____ Provided information
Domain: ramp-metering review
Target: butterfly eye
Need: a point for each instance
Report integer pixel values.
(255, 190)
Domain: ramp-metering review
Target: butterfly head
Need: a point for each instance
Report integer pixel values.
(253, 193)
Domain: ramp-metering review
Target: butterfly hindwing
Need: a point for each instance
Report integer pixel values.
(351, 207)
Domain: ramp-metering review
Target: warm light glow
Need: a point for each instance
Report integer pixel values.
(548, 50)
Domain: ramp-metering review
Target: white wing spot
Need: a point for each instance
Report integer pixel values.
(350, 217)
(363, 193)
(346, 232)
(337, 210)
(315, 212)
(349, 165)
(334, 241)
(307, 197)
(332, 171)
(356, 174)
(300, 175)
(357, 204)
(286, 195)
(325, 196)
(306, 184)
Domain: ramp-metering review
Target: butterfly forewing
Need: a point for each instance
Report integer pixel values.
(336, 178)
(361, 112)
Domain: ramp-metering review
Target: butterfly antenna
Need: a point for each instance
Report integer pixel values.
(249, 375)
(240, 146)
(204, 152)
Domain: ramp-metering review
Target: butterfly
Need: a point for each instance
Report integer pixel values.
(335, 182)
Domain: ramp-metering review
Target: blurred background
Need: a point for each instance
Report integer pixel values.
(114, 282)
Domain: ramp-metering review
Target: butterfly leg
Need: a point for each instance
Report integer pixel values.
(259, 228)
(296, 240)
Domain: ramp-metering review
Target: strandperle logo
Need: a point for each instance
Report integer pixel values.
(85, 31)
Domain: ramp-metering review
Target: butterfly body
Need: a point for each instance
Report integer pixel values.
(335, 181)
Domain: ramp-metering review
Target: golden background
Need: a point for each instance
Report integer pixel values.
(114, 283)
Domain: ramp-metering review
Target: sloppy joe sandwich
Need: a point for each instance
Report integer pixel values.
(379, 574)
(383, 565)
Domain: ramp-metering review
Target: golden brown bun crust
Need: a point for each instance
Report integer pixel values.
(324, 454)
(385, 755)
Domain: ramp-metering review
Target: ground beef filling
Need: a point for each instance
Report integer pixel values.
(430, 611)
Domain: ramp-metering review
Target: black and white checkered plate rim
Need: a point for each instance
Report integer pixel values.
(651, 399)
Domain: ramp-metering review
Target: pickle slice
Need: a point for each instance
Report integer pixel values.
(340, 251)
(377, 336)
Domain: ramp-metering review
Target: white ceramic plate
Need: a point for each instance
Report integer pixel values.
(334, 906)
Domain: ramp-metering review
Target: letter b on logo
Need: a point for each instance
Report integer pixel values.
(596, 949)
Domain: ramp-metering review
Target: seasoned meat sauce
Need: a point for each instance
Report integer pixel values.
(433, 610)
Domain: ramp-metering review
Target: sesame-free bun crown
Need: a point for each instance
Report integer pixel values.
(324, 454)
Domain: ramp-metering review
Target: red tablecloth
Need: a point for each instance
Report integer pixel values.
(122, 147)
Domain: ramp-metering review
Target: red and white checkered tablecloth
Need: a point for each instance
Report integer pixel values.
________
■ Stated problem:
Retype every entry above, word for word.

■ Task solution:
Domain: ramp-metering review
Target: butterfly eye
Need: a point for each instance
Report integer pixel values.
(255, 190)
Domain: ramp-metering review
Target: butterfly head
Need: a point for each instance
Report integer pixel values.
(253, 193)
Domain: ramp-metering review
Target: butterfly hindwing
Need: a point for each instance
Report integer pixel values.
(351, 207)
Domain: ramp-metering review
Target: warm light glow
Need: a point for each instance
Report integer pixel values.
(548, 50)
Domain: ramp-metering review
Target: white wing spot
Need: a point for each instance
Report integer pixel values.
(350, 217)
(363, 193)
(346, 232)
(337, 210)
(315, 212)
(349, 165)
(334, 241)
(307, 197)
(332, 171)
(356, 174)
(300, 175)
(357, 204)
(286, 195)
(325, 196)
(306, 184)
Domain: ramp-metering review
Target: butterfly forewing
Need: a point for each instance
Report integer pixel values.
(336, 178)
(361, 112)
Domain: ramp-metering review
Target: butterfly antenna
Need: a point for each instance
Report integer pixel values.
(249, 375)
(240, 146)
(204, 152)
Domain: ramp-metering review
Target: butterfly
Need: a point for each instance
Report integer pixel values.
(335, 182)
Domain: ramp-metering review
Target: blurred background
Need: a point for each instance
Report integer pixel values.
(114, 282)
Domain: ramp-metering review
Target: butterfly leg
Need: a point for each instance
Report integer pixel values.
(259, 228)
(296, 240)
Domain: ramp-metering review
Target: strandperle logo
Need: a point for each instance
Report integer pixel values.
(85, 31)
Domain: ramp-metering review
Target: butterfly body
Need: a point for each instance
Report integer pixel values.
(335, 181)
Domain: ramp-metering review
Target: golden background
Need: a point for each instance
Report integer pixel values.
(114, 283)
Domain: ramp-metering review
Target: sloppy joe sandwich
Need: a point for each instance
Report integer pixel values.
(379, 574)
(383, 565)
Domain: ramp-metering review
Target: golden brown bun crust
Need: a point for each instance
Report integer pixel values.
(324, 454)
(385, 755)
Domain: ramp-metering review
Target: ground beef filling
Need: a point for each instance
Report integer pixel values.
(430, 611)
Domain: ramp-metering review
Target: black and white checkered plate rim
Need: a point for each instance
Report integer pixel values.
(651, 399)
Domain: ramp-metering review
Target: pickle slice
Need: a point for each instance
Report integer pixel values.
(340, 251)
(377, 336)
Domain: ramp-metering review
Target: white ceramic plate
Need: a point for each instance
Report integer pixel values.
(334, 906)
Domain: ramp-metering review
Target: letter b on logo
Need: a point for each instance
Report integer pixel values.
(596, 949)
Domain: ramp-metering review
Target: seasoned meat sauce
Need: a point for each instance
Report integer pixel values.
(433, 610)
Domain: ramp-metering review
Target: sesame-free bun crown
Need: a point for each instance
Report integer pixel values.
(324, 454)
Domain: ramp-metering review
Target: red tablecloth
Need: a point for each instance
Report integer pixel values.
(122, 147)
Domain: ramp-metering review
Target: red and white checkered tablecloth
Need: a point for each instance
Report integer pixel values.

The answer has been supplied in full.